====== MATERIAL FOR THIS EXERCISE ======

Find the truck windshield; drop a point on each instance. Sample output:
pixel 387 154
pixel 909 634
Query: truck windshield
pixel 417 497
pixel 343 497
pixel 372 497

======

Can you write these records out again, swapping every "truck windshield" for "bus windshield" and changing nothing else?

** SOLUTION TO THE PROBLEM **
Find the bus windshield; drop a point on each instance. Sample output:
pixel 387 154
pixel 909 634
Query: bus windshield
pixel 417 497
pixel 343 497
pixel 372 497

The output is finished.